→ **Information given**

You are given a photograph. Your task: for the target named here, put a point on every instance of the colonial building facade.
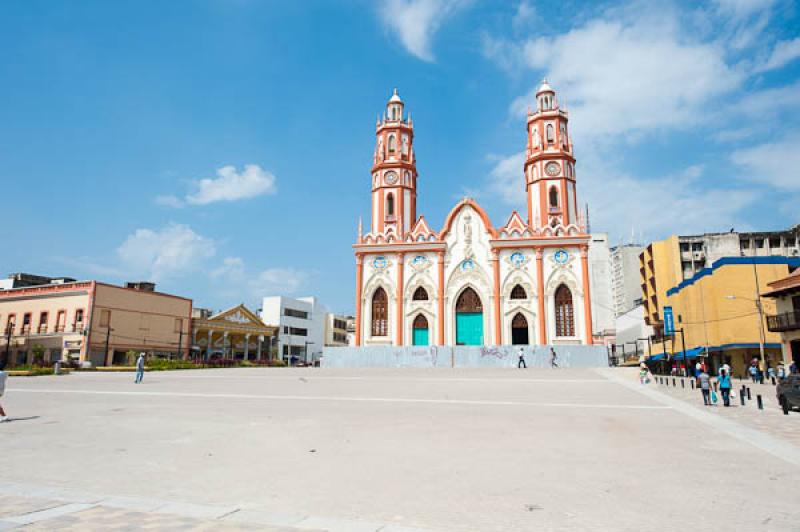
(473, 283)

* * *

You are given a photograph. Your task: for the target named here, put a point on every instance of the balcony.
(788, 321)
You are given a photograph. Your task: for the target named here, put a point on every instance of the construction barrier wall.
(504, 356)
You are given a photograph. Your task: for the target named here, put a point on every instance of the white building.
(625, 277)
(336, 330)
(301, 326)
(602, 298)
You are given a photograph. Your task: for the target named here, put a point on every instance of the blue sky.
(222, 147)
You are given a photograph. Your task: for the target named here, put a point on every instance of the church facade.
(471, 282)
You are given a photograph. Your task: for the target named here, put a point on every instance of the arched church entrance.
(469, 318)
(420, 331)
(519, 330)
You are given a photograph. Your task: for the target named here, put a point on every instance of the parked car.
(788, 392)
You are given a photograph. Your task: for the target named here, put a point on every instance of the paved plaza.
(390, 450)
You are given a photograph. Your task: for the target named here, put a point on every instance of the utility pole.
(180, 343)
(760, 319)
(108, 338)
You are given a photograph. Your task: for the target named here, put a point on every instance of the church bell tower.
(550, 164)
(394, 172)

→ **Task**
Pick out every line in the items above that contains the word "facade".

→ **The result**
You are given a photograph. Your task: for the target named here, put a point on every instance of the colonial building facade.
You are given a photograph. Your task: for the target named here, put a point on every instance of the church facade.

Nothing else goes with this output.